- EXERCISE INPUTS -
————

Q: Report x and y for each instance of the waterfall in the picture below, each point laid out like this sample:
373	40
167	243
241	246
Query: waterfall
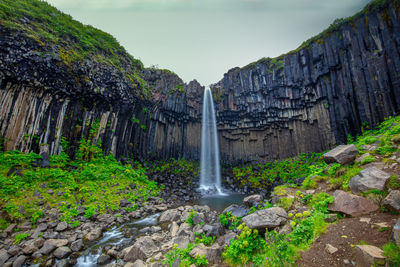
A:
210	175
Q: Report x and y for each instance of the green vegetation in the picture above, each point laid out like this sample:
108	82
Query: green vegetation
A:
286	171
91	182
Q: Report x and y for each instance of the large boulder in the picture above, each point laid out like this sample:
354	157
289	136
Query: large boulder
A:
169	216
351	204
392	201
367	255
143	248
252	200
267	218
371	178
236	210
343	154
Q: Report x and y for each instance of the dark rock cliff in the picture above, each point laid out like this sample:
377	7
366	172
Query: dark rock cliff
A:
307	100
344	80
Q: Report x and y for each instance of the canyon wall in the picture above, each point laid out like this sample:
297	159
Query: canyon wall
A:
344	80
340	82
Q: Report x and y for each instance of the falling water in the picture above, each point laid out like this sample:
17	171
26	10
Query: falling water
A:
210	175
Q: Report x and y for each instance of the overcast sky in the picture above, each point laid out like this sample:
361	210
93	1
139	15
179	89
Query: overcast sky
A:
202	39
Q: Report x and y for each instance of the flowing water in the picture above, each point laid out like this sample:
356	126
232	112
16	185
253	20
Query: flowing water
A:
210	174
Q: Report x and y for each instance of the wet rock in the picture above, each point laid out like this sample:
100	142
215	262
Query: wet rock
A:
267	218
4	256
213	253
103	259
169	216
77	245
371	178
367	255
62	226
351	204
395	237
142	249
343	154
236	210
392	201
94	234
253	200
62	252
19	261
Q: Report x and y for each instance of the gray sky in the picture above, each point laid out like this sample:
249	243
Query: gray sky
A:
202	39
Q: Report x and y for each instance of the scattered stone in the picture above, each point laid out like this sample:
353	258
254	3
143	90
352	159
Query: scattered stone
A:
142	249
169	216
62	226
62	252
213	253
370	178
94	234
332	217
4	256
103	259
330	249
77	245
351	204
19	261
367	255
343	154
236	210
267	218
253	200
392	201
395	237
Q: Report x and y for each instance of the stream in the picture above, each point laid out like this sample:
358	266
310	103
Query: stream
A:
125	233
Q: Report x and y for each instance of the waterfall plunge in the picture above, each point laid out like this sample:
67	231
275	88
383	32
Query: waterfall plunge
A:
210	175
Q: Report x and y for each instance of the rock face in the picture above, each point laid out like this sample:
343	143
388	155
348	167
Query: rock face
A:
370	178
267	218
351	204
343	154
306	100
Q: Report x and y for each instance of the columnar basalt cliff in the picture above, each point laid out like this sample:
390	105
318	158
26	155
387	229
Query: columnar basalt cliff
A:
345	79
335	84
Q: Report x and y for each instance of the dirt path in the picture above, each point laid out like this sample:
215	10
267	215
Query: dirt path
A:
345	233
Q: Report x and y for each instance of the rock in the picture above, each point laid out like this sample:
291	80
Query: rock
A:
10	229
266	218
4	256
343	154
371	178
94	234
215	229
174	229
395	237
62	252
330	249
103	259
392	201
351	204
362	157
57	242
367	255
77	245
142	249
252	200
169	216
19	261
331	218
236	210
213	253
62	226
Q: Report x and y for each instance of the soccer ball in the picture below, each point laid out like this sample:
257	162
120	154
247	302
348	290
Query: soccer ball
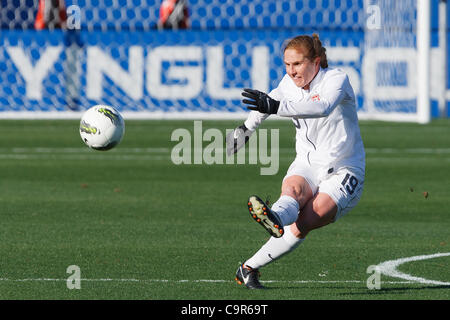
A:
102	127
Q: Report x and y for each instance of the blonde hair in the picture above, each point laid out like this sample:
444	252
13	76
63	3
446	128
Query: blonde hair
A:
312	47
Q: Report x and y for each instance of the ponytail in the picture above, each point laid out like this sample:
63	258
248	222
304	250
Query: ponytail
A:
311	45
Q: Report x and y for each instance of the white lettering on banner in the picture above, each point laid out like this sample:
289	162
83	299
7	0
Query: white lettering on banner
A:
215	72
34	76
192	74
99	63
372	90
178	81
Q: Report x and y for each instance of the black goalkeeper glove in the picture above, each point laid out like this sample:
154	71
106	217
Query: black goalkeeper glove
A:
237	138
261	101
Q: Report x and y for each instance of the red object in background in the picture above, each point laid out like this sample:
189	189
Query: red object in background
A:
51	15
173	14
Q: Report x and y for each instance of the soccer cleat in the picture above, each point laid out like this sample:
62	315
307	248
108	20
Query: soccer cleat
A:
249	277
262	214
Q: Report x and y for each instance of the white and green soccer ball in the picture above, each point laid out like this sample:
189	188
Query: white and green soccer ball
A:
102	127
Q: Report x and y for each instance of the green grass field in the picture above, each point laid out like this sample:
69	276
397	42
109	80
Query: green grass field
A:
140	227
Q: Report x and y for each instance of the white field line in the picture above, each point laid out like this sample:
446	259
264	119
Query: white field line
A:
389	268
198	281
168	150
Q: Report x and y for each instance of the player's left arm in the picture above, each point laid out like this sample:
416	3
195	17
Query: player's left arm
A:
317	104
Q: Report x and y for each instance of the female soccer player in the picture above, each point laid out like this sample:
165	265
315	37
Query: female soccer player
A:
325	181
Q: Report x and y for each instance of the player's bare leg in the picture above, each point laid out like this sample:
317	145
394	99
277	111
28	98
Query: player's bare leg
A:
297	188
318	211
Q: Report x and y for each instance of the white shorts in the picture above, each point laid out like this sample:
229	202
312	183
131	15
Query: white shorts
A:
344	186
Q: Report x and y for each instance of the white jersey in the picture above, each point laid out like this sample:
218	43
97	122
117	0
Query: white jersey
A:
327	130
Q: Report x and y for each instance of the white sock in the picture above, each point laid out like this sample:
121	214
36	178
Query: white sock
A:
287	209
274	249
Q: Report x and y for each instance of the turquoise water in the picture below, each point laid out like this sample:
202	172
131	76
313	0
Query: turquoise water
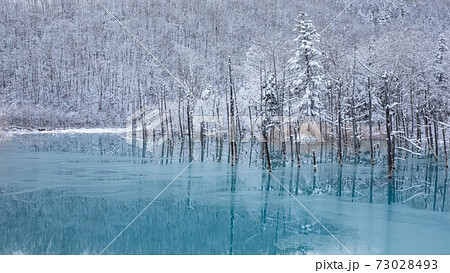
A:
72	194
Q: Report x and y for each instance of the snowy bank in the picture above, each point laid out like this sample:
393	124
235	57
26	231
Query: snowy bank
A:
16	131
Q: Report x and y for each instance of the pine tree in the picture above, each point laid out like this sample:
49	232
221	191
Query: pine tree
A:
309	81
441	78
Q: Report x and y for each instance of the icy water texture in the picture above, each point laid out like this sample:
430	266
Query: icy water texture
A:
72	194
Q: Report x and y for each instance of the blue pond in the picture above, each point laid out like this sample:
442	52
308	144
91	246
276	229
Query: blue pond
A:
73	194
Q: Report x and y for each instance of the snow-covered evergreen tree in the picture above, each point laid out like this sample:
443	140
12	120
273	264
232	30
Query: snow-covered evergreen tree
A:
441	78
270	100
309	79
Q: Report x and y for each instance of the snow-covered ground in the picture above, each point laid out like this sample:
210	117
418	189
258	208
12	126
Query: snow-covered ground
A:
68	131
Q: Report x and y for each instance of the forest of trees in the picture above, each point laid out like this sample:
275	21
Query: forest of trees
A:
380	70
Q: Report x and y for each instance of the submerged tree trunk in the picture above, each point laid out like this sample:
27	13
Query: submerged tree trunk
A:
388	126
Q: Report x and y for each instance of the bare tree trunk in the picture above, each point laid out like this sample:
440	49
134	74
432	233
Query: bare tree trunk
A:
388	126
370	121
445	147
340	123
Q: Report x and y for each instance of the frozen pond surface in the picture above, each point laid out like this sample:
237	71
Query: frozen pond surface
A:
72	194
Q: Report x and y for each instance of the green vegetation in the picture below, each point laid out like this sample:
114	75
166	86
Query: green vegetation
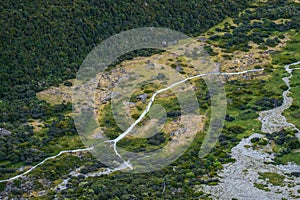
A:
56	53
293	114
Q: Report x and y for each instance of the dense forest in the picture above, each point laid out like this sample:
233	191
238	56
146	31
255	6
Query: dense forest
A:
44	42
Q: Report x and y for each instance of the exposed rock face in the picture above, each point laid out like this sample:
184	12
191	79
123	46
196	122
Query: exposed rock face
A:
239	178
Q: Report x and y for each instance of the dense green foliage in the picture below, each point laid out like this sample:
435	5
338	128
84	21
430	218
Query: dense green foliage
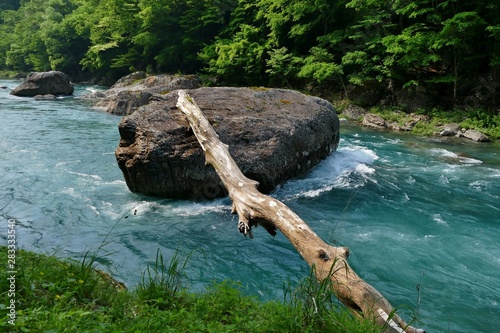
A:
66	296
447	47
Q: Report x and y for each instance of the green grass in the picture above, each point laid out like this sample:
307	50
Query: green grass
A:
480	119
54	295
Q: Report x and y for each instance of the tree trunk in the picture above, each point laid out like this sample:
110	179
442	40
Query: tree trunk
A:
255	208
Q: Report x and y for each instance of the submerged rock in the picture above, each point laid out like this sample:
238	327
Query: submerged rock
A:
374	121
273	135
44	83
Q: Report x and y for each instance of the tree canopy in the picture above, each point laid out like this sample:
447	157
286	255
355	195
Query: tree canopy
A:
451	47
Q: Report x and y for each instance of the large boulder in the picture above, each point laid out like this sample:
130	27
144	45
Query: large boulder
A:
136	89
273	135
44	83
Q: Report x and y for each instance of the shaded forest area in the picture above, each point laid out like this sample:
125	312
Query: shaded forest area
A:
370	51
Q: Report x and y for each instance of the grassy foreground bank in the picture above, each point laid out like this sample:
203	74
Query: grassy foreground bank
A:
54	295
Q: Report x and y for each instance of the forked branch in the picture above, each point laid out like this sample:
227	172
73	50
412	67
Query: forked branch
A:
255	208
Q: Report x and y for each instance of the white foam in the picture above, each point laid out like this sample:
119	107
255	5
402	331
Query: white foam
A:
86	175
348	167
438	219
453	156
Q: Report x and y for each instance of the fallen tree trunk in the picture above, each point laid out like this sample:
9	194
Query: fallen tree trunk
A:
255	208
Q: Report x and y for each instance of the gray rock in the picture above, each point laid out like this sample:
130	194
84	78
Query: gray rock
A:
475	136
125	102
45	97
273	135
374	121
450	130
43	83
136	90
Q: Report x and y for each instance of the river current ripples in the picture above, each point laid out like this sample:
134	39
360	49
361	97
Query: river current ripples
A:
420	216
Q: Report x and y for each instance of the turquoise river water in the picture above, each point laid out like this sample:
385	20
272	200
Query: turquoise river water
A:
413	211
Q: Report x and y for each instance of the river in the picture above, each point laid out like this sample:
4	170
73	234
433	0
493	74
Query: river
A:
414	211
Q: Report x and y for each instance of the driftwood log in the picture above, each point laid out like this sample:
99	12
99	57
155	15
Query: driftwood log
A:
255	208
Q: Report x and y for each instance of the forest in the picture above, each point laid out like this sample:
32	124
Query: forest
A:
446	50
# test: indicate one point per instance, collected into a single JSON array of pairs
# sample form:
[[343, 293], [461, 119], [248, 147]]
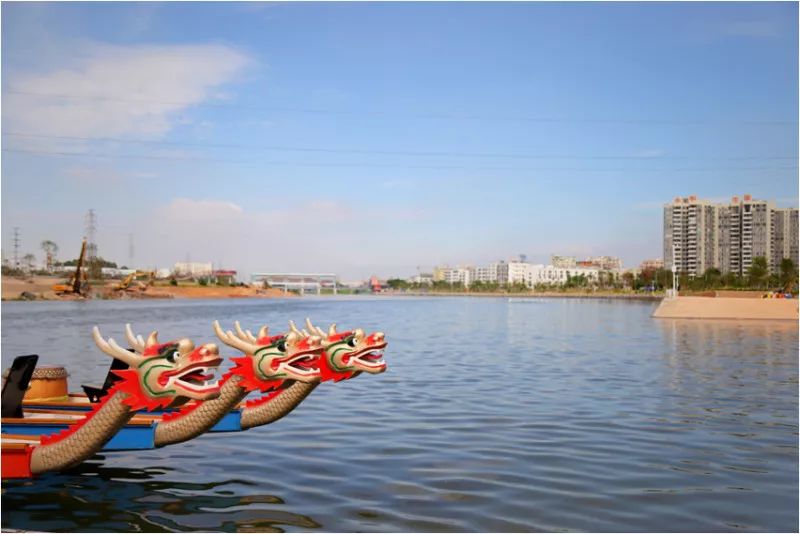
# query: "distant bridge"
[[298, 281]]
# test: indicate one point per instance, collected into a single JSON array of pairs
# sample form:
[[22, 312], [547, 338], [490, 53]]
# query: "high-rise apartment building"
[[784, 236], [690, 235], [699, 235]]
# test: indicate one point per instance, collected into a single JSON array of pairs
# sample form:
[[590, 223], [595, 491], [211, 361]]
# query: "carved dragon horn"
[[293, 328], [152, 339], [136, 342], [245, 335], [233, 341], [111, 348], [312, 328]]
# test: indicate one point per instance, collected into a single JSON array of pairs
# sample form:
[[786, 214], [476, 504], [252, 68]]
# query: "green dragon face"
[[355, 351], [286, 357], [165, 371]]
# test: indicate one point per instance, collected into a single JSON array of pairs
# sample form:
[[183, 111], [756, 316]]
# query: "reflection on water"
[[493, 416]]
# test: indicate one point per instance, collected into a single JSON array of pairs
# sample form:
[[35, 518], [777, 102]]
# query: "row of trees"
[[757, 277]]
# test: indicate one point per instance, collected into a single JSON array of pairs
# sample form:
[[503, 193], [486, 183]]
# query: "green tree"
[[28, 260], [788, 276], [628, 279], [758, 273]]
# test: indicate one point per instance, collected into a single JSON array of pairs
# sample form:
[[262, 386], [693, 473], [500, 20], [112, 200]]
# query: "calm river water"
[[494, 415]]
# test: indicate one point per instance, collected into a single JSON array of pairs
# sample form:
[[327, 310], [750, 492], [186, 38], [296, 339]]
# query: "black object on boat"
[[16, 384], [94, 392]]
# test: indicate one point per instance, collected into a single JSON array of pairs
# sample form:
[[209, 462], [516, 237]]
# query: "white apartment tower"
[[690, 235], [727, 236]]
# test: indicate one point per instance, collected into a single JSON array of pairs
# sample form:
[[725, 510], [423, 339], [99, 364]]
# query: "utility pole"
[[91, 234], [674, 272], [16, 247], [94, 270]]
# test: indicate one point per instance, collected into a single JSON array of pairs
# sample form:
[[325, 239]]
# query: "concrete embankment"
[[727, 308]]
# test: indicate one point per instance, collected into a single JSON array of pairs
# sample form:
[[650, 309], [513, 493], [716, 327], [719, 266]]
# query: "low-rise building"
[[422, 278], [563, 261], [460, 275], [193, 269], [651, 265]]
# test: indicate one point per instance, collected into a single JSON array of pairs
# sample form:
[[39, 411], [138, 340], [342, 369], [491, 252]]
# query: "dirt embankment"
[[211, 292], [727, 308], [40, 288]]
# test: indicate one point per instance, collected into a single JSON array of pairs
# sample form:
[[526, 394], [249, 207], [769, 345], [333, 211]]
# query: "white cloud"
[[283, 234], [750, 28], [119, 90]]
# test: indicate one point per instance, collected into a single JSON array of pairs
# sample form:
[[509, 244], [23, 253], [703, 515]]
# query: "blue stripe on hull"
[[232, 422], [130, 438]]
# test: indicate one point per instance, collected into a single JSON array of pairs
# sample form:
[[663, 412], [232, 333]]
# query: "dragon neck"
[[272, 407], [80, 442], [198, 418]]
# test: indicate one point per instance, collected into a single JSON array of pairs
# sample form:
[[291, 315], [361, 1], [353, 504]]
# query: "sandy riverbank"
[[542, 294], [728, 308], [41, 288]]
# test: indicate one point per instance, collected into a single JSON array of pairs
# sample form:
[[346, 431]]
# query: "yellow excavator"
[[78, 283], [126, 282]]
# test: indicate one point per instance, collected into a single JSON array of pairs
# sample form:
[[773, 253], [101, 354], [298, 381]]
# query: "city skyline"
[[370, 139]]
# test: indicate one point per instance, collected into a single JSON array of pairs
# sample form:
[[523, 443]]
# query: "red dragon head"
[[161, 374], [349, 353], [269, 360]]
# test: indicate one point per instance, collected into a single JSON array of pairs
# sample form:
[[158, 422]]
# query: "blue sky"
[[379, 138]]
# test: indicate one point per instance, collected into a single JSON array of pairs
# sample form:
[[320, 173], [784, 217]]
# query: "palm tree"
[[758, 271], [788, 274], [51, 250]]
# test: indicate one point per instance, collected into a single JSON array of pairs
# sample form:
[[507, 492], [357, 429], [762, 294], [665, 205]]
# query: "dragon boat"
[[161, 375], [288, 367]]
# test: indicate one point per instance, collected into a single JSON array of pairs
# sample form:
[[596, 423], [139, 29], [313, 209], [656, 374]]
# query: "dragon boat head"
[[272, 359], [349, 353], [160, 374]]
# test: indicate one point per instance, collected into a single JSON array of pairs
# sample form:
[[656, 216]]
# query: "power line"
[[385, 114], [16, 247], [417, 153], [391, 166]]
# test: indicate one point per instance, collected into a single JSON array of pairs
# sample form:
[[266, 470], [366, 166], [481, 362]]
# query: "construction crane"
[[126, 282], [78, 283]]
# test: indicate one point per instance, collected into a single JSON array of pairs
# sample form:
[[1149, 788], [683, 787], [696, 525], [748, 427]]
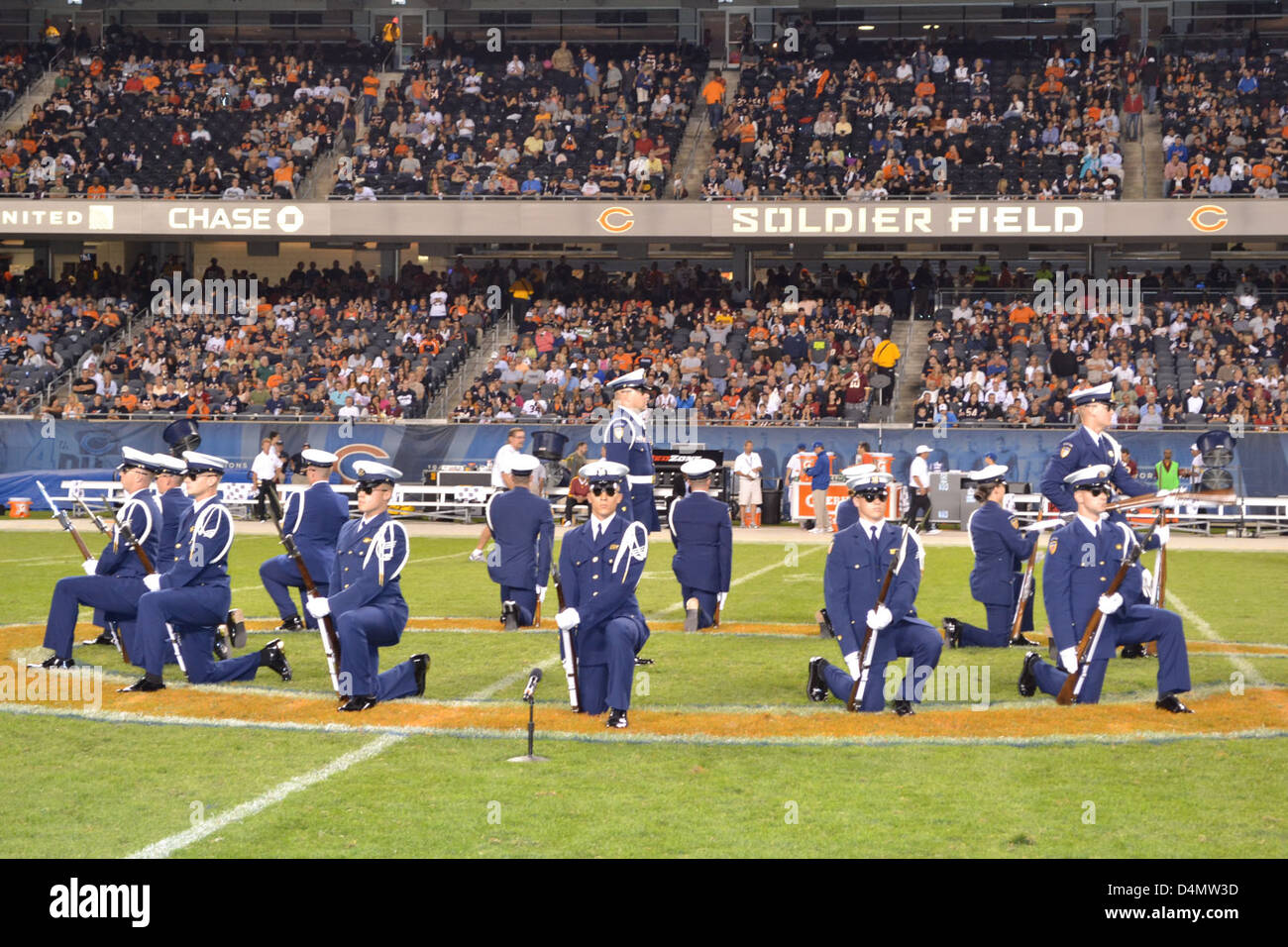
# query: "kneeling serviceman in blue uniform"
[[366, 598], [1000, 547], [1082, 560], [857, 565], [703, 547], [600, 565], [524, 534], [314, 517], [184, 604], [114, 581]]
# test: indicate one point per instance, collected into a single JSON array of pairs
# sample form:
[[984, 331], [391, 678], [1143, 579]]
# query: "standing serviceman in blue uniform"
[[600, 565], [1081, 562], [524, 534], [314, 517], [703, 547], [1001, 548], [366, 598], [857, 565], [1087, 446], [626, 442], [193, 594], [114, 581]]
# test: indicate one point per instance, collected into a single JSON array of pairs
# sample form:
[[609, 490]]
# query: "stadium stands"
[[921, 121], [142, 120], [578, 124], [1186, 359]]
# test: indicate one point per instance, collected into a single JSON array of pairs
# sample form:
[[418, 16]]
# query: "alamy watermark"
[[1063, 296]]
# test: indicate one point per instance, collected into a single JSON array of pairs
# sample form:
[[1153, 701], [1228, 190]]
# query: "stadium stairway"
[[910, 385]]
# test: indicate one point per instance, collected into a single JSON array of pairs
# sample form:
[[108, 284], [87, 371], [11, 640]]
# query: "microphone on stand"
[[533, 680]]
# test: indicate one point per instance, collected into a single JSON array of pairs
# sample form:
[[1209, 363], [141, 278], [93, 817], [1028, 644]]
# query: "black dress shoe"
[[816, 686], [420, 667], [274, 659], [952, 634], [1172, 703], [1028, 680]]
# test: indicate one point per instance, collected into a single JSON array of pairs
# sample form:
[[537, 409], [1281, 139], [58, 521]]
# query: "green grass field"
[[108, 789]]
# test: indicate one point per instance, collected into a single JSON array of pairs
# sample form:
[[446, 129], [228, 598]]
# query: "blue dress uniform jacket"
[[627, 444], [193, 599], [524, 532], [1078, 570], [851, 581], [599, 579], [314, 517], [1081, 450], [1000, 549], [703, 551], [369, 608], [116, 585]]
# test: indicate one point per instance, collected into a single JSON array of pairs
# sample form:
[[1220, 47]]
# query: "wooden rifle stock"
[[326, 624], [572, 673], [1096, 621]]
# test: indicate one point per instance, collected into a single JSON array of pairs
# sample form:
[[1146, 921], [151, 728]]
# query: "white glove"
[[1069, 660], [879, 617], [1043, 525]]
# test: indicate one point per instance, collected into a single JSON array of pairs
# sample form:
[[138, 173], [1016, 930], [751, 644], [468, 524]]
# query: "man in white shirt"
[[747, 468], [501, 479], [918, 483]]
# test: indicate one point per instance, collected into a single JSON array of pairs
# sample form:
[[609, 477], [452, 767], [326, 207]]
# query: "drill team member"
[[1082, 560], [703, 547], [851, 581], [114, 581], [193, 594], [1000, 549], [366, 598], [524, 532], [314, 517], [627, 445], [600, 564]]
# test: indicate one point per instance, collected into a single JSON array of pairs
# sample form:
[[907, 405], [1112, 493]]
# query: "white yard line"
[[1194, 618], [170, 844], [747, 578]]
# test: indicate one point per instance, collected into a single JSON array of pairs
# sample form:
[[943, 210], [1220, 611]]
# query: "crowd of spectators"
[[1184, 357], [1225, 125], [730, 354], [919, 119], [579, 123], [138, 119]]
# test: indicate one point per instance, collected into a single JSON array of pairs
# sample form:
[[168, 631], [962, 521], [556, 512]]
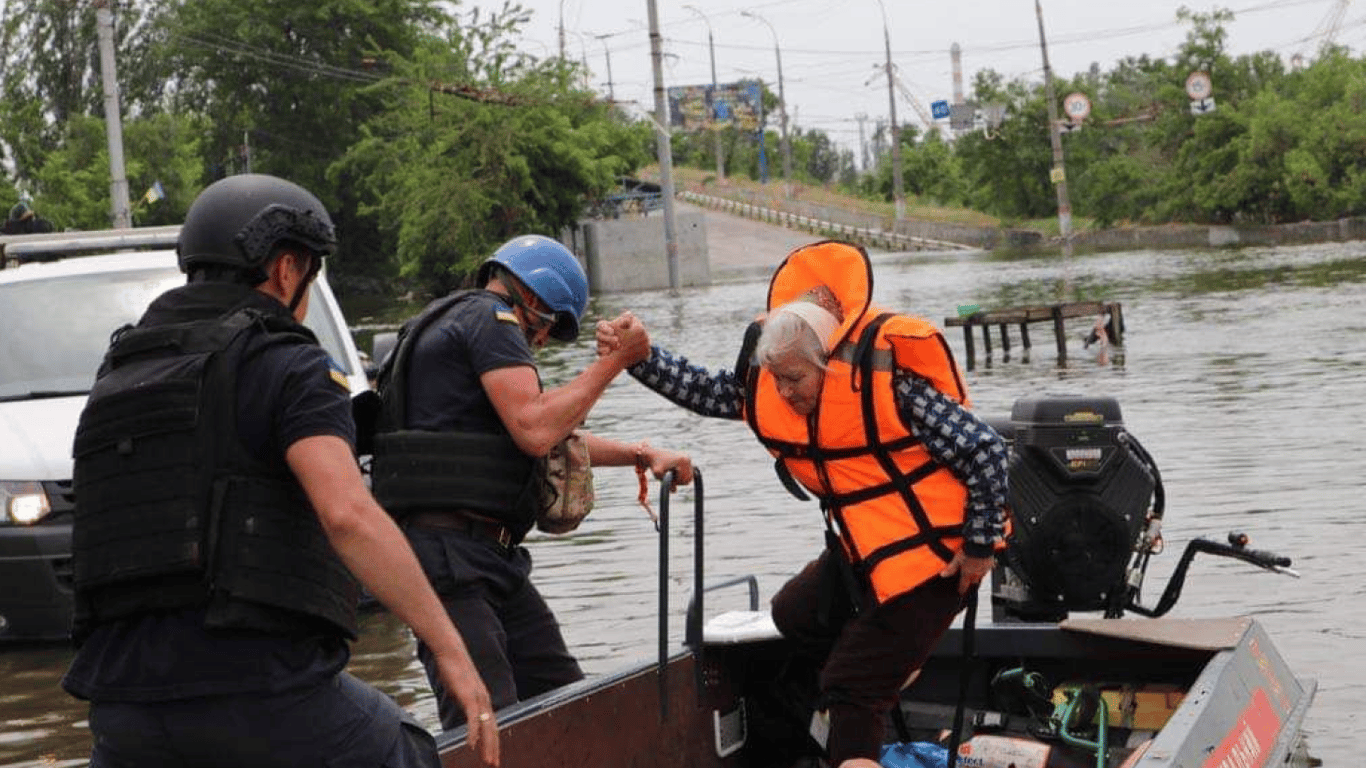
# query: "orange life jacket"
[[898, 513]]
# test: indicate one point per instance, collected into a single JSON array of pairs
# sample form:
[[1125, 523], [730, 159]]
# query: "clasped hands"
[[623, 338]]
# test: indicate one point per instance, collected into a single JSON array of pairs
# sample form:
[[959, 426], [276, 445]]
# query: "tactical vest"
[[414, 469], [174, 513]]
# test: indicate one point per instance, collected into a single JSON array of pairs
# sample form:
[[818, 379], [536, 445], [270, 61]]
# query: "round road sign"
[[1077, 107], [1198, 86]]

————

- WHAT IS BEING ASKED -
Pull out every line of the records above that contains the string "trees", treating uppercase and lowercase as different.

- COMPLETE ANSWER -
Q: Report x and y for each instance of the forest of trees in the picture above, each point laid out like this sample:
Query: forest of trees
# query: "row of trees"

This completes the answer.